__What needs to be done__
For the entries below, print exactly the lines between the line holding "Target: car windshield wiper" and the line holding "Annotation task — mark the parked", inclusive, and nothing else.
---- Input records
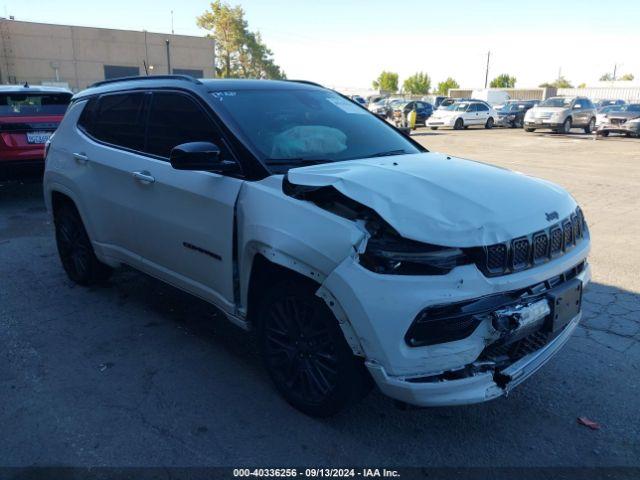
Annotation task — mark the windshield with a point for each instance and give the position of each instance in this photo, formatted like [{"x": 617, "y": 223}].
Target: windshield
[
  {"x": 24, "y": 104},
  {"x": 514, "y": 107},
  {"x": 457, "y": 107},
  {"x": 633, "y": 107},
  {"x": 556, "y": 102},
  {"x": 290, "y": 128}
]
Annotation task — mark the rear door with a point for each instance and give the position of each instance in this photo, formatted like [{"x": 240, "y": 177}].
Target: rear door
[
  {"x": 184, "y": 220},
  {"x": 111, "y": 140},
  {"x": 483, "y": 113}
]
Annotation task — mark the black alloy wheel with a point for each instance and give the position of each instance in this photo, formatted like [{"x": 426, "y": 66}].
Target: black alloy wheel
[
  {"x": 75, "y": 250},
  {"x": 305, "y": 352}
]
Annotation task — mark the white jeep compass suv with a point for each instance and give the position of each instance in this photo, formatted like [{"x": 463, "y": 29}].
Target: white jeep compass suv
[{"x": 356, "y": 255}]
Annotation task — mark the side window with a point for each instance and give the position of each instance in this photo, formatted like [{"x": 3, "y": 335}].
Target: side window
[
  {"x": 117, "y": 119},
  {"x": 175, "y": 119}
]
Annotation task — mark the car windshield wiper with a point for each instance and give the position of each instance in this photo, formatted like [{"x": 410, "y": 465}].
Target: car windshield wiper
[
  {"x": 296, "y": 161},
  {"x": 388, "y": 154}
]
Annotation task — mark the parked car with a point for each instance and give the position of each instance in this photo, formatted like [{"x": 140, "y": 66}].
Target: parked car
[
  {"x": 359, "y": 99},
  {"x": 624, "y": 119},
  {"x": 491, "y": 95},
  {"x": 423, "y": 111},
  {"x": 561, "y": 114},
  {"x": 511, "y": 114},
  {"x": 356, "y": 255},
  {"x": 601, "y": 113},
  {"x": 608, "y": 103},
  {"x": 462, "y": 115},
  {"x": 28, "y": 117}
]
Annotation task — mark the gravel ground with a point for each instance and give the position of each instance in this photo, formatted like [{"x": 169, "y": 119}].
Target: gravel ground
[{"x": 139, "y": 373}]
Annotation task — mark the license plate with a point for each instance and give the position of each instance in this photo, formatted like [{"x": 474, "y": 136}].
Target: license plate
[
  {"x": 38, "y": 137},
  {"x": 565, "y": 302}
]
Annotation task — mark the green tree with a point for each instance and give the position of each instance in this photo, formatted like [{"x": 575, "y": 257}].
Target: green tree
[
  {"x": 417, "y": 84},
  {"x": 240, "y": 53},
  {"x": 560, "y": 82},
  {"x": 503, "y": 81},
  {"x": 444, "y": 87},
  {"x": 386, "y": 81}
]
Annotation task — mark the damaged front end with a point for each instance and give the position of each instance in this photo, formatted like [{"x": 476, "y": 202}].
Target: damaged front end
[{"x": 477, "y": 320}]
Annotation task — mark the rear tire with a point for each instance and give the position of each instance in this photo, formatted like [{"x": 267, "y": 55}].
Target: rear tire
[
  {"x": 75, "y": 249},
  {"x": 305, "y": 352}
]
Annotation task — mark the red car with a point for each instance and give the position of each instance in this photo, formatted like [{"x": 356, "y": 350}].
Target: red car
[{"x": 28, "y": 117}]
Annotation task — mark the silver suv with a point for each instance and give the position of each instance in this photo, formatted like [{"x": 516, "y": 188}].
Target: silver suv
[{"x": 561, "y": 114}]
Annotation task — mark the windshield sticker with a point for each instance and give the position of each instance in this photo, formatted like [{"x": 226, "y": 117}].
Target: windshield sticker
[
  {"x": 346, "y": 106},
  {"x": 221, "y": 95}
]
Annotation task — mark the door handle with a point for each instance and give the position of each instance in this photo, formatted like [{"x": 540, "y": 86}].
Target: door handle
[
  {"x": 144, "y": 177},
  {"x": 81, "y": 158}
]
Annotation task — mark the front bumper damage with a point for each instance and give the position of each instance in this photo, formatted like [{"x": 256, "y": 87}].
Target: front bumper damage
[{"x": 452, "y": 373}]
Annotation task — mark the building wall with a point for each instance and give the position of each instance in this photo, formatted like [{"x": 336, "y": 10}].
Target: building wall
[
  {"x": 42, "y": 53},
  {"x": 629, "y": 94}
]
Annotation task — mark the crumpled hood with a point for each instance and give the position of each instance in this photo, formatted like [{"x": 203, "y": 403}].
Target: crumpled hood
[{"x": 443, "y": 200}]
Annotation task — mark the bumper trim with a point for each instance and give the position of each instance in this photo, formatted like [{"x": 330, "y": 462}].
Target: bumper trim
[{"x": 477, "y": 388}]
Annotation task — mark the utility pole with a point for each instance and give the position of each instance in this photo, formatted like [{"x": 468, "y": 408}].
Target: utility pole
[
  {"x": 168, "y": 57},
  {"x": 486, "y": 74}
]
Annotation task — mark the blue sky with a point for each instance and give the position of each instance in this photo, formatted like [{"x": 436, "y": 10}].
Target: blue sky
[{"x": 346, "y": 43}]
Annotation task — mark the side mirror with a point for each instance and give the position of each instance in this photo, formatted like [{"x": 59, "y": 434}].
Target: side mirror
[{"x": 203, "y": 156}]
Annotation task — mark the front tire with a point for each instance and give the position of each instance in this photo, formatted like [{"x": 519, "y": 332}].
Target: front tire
--------
---- Input records
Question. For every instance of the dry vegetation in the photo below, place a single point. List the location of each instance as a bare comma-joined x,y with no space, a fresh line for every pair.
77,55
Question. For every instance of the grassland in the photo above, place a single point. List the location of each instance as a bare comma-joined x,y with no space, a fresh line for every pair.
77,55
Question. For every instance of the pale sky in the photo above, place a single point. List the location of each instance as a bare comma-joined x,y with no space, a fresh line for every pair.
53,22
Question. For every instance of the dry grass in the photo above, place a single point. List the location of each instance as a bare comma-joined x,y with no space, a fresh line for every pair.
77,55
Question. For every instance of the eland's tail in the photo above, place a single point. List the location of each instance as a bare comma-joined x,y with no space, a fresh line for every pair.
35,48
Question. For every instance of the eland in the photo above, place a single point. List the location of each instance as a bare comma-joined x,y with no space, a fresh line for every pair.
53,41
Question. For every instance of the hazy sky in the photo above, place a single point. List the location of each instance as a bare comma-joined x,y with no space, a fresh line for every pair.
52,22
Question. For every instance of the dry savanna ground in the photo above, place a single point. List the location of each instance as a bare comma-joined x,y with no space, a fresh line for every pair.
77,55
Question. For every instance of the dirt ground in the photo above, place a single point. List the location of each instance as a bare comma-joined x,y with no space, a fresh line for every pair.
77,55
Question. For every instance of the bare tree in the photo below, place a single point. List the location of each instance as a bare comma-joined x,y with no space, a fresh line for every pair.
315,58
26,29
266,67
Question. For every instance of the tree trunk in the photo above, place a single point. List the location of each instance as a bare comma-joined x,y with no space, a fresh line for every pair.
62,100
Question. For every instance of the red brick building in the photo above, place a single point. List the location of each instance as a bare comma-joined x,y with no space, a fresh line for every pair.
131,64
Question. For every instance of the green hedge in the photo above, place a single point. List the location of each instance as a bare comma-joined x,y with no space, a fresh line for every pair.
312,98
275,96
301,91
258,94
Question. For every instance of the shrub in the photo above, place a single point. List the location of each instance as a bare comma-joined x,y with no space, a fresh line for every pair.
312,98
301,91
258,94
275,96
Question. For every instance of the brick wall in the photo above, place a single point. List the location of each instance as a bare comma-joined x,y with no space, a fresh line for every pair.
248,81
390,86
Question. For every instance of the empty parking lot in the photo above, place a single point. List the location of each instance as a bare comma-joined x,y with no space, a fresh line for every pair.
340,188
--------
---- Input records
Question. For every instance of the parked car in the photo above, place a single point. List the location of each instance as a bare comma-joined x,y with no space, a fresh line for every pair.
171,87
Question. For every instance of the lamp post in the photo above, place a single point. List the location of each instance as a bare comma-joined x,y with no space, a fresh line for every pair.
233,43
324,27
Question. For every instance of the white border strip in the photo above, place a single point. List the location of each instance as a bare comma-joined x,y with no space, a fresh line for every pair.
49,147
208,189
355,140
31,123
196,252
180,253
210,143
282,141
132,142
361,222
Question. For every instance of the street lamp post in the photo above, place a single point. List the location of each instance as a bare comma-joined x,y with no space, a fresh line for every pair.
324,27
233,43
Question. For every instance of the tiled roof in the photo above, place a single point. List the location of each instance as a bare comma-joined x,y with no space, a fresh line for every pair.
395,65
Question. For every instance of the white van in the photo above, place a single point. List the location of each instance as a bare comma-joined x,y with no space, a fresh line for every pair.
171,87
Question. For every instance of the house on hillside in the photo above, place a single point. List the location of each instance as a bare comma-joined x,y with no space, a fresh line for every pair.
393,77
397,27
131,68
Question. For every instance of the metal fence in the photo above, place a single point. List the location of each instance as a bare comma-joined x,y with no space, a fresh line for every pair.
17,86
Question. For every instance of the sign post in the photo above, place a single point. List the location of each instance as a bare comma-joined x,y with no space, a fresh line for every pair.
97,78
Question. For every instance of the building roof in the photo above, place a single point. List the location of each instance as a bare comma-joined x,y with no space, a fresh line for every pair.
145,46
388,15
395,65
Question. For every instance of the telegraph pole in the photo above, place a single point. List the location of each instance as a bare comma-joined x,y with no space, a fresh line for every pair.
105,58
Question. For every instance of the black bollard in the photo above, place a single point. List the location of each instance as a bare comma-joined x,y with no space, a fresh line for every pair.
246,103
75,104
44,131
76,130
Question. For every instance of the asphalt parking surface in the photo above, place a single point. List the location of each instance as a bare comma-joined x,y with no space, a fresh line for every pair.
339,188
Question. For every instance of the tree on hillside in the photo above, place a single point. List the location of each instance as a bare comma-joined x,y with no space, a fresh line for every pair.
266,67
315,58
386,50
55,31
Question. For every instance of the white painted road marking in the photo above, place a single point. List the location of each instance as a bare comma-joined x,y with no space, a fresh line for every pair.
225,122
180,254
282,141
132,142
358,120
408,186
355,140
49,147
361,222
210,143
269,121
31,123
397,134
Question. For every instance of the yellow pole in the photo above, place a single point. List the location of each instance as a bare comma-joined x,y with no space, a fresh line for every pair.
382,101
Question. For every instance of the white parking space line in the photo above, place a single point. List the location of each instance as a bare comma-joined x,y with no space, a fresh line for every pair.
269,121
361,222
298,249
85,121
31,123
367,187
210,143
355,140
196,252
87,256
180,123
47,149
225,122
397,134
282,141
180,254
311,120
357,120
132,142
--------
__Written answer__
Target: car windshield wiper
[
  {"x": 296, "y": 161},
  {"x": 388, "y": 154}
]
Annotation task — mark the parked car with a point for each instance and give the position of each instance in this photo, formatted like [{"x": 140, "y": 66}].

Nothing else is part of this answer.